INSTRUCTIONS
[A] Rewrite the Genesis 15 text from "God reaffirms his" up to and including "in the land.", swapping "inheritance" for "heritage".
[B] Answer these questions from the Genesis 15 text:
(i) Who would have been Abraham's heir at that point?
(ii) How long does God say it will be before the promise of land is fulfilled?
(iii) In the New Covenant, through what is deliverance brought about?

READING PASSAGE

^^^^^^^^

The Gospel for the City in Genesis 15

Genesis 15 reminds us that God is a God of promise who often allows delayed fulfillment as a test of our faith in His Word. Abraham had God’s promise of descendants, yet time had passed and he had no children by his wife Sarah. His heir at that point would have been one of his servants.

God reaffirms his promise to Abraham that he would have innumerable descendants. Abraham believed God and is counted as righteous on the basis of his faith. He yet had no son; he only had the Word of God.

God also reaffirms the promise of an inheritance, a land for the descendants of Abraham to call home.  But even then, there is no immediate possession of the promise; rather God tells him that it will be another 400 years before the promise of land is fulfilled. The fulfilling of the land promise is tied to a time when God would judge those who enslaved His people and when the overflow of sin in the land of promise would finally call for God’s judgment on that land.  In and through His judgment on the enslavers and the inhabitants of that land of promise, Abraham’s descendants would be granted new life in the land.

In an unusual act, God then symbolically participates in an ancient covenant ceremony in which He vows death to Himself should he break his promise to Abraham. The subsequent history tells us that God fulfilled His promise of descendants and land.

This instance in the life of Abraham foreshadows the greater judgment, deliverance, and granting of an inheritance that occurs in the New Covenant. However, in the New Covenant, the Covenant-maker does die, but not for His own covenant breaking. He dies the death that covenant-breakers deserve. In his own body, sin is judged; through his death, deliverance is brought about; in his resurrection, an inheritance is granted to the true seed of Abraham, those who believe.

^^^^^^^^

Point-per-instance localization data

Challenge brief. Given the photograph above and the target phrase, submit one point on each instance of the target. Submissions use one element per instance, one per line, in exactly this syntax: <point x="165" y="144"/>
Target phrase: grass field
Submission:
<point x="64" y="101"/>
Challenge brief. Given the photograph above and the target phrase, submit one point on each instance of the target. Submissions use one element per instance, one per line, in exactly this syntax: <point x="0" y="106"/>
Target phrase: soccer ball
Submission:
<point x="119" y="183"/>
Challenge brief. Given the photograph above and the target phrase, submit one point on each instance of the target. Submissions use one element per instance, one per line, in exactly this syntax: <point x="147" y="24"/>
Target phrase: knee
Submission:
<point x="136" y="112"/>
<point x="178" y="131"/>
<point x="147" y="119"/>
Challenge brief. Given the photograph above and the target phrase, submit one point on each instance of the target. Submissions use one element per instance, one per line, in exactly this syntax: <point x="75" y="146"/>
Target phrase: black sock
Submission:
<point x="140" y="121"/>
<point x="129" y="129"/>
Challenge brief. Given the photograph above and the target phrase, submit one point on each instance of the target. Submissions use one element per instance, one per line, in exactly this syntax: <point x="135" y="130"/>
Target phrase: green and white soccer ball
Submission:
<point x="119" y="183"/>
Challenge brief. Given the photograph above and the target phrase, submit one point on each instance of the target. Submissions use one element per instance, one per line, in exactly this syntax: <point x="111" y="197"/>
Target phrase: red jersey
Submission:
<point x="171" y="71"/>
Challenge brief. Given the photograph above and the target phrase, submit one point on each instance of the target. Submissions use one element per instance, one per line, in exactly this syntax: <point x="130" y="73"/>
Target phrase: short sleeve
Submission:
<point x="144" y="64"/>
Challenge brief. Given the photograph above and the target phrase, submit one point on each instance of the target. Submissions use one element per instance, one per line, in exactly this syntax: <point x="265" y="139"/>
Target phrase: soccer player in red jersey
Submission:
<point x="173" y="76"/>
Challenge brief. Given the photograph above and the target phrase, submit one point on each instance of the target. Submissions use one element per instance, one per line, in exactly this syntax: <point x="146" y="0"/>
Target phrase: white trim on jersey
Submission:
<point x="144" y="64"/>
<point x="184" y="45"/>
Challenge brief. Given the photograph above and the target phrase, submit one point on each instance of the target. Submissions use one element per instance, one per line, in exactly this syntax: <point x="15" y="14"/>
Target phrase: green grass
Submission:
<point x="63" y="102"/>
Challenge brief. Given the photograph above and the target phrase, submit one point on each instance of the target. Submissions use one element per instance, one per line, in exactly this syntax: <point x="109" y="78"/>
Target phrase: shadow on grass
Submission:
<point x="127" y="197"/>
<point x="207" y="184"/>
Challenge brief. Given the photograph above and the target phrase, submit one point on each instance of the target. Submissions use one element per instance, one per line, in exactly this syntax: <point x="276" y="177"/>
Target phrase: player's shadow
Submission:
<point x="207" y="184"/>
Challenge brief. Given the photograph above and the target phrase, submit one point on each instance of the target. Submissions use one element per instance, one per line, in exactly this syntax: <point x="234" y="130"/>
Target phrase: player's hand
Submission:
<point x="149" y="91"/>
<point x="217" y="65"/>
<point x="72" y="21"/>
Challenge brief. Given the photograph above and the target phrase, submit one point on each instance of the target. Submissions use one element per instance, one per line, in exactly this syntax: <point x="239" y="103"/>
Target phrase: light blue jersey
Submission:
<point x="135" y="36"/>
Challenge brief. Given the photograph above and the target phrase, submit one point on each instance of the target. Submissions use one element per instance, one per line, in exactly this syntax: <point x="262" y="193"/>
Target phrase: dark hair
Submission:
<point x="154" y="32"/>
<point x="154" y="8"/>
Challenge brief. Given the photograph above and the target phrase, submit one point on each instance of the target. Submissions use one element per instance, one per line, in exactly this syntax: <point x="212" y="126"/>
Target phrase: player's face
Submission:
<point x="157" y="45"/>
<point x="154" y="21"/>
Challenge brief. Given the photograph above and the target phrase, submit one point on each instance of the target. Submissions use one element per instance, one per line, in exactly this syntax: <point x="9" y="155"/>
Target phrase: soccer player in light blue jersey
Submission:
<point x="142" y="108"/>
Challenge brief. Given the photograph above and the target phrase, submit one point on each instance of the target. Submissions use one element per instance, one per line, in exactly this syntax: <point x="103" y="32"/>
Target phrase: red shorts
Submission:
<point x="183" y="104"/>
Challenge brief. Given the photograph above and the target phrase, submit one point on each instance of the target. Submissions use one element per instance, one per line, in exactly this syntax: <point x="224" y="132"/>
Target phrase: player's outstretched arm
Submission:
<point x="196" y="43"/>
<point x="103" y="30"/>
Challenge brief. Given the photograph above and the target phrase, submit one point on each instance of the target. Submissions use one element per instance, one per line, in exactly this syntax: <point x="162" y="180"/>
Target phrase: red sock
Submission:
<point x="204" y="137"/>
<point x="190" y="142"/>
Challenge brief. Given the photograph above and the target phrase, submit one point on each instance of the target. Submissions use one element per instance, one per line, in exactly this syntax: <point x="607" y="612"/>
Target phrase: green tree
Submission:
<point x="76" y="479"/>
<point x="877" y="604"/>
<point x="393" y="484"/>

^^^^^^^^

PROBLEM SOLUTIONS
[A]
God reaffirms his promise to Abraham that he would have innumerable descendants. Abraham believed God and is counted as righteous on the basis of his faith. He yet had no son; he only had the Word of God.

God also reaffirms the promise of an heritage, a land for the descendants of Abraham to call home.  But even then, there is no immediate possession of the promise; rather God tells him that it will be another 400 years before the promise of land is fulfilled. The fulfilling of the land promise is tied to a time when God would judge those who enslaved His people and when the overflow of sin in the land of promise would finally call for God’s judgment on that land.  In and through His judgment on the enslavers and the inhabitants of that land of promise, Abraham’s descendants would be granted new life in the land.

[B]
(i) One of his servants.
(ii) Another 400 years.
(iii) Through his death.